• [Problem requirements]: Find each line in the items below that contains the word "wooden" and copy those lines out. Match case exactly.

• [Recorded information]:
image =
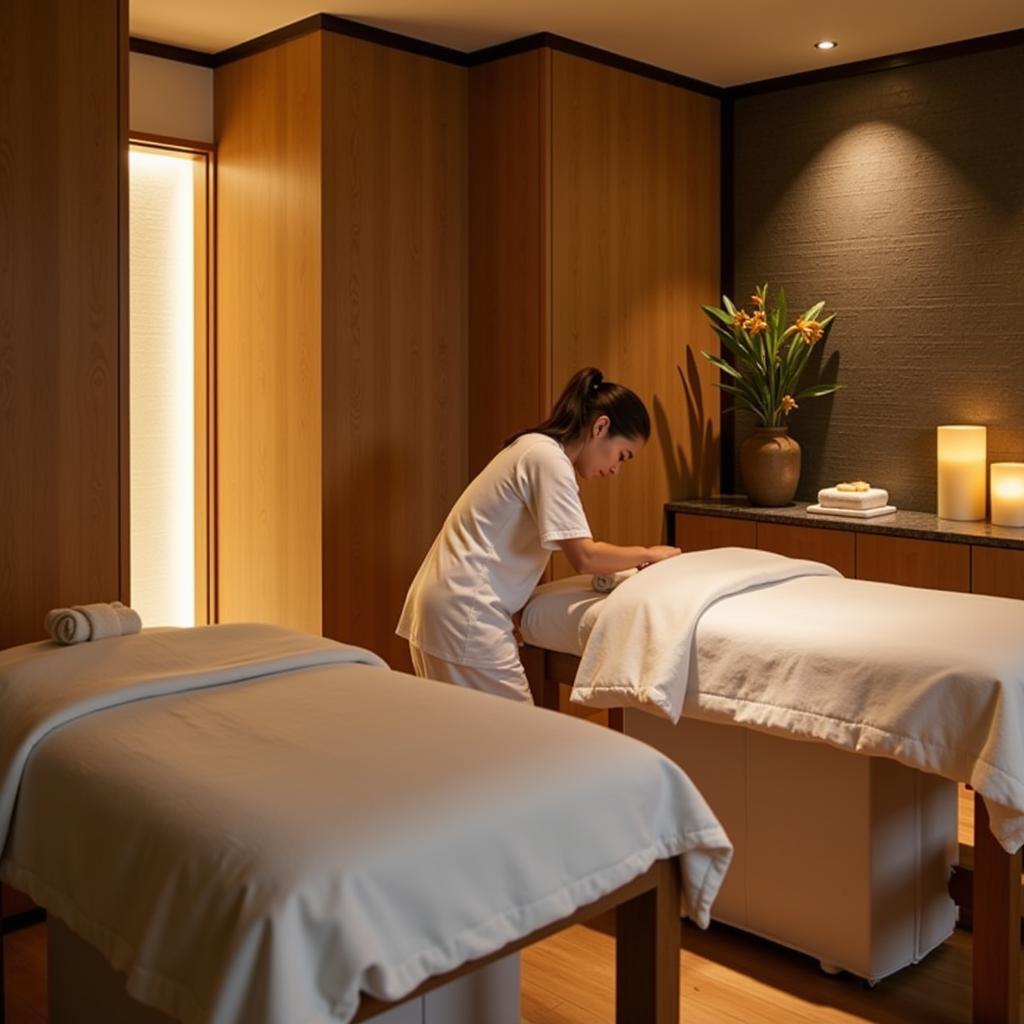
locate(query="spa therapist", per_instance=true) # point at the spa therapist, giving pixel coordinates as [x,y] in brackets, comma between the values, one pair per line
[497,540]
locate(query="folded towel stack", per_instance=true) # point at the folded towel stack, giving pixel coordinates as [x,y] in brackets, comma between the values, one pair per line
[91,622]
[607,582]
[859,500]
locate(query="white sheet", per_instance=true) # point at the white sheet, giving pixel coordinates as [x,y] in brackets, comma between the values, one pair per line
[931,678]
[638,652]
[260,852]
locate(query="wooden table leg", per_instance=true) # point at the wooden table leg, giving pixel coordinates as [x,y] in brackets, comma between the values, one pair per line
[647,940]
[995,985]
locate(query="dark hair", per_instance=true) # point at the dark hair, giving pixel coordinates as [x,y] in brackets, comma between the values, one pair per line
[587,396]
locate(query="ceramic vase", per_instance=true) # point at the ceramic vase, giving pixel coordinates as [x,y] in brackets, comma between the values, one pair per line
[769,466]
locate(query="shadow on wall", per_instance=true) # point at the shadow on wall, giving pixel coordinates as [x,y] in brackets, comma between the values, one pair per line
[690,473]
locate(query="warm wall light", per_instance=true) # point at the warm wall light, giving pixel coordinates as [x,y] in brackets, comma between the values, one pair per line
[1008,494]
[962,472]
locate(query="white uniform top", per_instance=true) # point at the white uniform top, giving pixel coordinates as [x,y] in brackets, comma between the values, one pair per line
[491,554]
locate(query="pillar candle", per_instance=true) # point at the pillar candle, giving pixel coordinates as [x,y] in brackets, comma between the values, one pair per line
[962,472]
[1008,494]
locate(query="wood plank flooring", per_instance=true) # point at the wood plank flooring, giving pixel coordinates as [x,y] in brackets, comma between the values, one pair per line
[727,978]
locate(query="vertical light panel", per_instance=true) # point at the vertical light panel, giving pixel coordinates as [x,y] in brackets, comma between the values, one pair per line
[162,387]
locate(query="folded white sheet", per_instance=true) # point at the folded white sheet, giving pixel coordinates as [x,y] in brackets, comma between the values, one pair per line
[870,499]
[261,852]
[639,651]
[852,513]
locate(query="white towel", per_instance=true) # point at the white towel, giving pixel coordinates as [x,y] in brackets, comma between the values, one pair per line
[873,498]
[852,513]
[605,583]
[91,622]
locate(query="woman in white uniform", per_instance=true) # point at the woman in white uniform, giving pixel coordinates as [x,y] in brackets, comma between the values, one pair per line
[460,612]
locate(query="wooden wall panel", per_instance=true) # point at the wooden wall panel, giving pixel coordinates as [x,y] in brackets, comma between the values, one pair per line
[935,564]
[509,272]
[62,163]
[394,327]
[996,571]
[635,252]
[268,336]
[833,547]
[698,532]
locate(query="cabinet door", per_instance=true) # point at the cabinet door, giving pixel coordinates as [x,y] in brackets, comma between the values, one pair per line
[697,532]
[997,571]
[834,547]
[935,564]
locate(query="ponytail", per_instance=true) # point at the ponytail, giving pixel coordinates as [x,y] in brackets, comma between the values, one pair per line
[587,396]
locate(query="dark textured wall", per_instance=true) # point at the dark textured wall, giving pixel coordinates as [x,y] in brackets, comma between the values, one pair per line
[898,197]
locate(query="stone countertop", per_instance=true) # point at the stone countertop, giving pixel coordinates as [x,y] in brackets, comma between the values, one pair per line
[919,525]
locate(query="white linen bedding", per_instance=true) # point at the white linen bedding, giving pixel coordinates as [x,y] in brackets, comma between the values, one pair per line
[263,851]
[933,679]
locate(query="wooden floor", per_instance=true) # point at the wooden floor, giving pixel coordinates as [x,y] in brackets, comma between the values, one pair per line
[727,978]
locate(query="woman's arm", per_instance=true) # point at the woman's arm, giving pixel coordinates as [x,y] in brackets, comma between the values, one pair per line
[590,557]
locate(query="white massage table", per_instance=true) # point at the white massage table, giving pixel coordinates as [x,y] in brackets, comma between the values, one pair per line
[251,825]
[935,682]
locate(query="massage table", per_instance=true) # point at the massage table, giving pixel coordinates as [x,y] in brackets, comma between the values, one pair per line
[244,824]
[929,685]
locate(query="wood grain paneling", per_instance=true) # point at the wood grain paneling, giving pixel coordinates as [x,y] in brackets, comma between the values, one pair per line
[509,273]
[996,571]
[394,327]
[698,532]
[268,337]
[829,546]
[935,564]
[62,160]
[635,251]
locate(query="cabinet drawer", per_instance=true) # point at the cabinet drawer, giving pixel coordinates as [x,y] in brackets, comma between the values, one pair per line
[833,547]
[935,564]
[996,571]
[697,532]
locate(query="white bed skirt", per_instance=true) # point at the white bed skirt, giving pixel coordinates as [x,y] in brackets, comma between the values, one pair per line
[84,989]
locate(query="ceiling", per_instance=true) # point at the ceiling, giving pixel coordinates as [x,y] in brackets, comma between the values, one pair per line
[727,42]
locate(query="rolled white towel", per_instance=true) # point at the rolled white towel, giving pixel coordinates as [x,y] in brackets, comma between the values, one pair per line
[605,583]
[92,622]
[873,498]
[68,626]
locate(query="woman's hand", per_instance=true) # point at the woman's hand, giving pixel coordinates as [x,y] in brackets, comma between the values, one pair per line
[659,552]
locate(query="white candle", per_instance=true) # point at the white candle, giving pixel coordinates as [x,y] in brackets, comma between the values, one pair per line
[962,472]
[1008,494]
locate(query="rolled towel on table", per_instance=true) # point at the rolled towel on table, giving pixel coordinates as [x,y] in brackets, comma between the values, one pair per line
[92,622]
[873,498]
[607,582]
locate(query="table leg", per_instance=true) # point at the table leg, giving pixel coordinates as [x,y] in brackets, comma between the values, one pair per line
[995,984]
[647,940]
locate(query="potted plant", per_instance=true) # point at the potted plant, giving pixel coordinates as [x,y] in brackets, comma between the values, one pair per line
[770,357]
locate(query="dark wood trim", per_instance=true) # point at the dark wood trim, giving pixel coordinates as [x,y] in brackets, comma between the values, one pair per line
[170,142]
[648,937]
[727,438]
[995,939]
[341,27]
[168,52]
[124,461]
[596,54]
[965,47]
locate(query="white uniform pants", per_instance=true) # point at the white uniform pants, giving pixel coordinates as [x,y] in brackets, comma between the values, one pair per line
[509,683]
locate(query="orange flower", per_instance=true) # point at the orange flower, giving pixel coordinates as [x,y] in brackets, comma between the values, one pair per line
[810,331]
[756,324]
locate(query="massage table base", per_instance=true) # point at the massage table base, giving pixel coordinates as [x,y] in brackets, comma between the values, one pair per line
[83,988]
[840,856]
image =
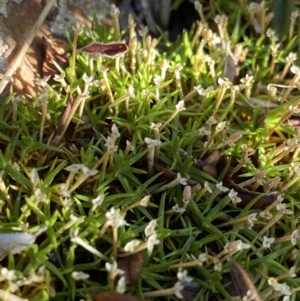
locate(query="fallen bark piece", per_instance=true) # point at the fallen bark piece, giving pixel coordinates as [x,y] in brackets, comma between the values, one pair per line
[17,242]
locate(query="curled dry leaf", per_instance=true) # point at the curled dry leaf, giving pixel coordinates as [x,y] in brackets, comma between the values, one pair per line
[112,296]
[112,50]
[52,54]
[172,175]
[241,281]
[17,242]
[132,266]
[213,165]
[65,114]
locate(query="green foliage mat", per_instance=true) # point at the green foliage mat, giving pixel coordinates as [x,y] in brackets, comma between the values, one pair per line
[161,162]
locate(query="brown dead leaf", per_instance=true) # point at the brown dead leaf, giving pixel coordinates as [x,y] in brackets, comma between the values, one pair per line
[112,296]
[132,266]
[53,53]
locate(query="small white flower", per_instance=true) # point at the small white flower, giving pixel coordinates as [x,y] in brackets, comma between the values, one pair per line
[250,296]
[130,247]
[42,81]
[82,94]
[152,142]
[295,235]
[198,6]
[217,264]
[187,193]
[97,202]
[121,286]
[178,209]
[221,187]
[204,132]
[273,282]
[282,208]
[152,241]
[115,132]
[150,228]
[181,179]
[59,78]
[113,269]
[234,198]
[40,196]
[207,187]
[34,176]
[285,289]
[183,277]
[292,272]
[80,276]
[235,246]
[266,215]
[87,79]
[202,258]
[157,80]
[280,198]
[211,121]
[267,242]
[110,144]
[74,167]
[89,172]
[180,106]
[295,69]
[129,146]
[221,126]
[144,201]
[115,218]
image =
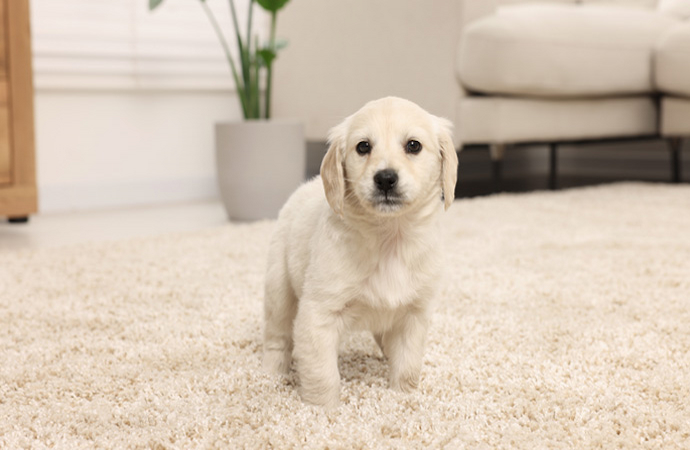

• [Response to this exercise]:
locate(query="wooden table leg", per_instance=true) # point at the wooden table leg, giving pixel coordinates as [x,y] in brackets, comma between the values, one pair per line
locate(query="wooden wall panel", per_instance=true) # point at the wooden wall panel, giving pixel coordinates as [x,y] in brackets, comma between the values, one pair per line
locate(query="wooden floor", per_instance=true) # point at the wooden floor, giving pixel coordinates as [x,y] in brackets, comma between the values, one pair per line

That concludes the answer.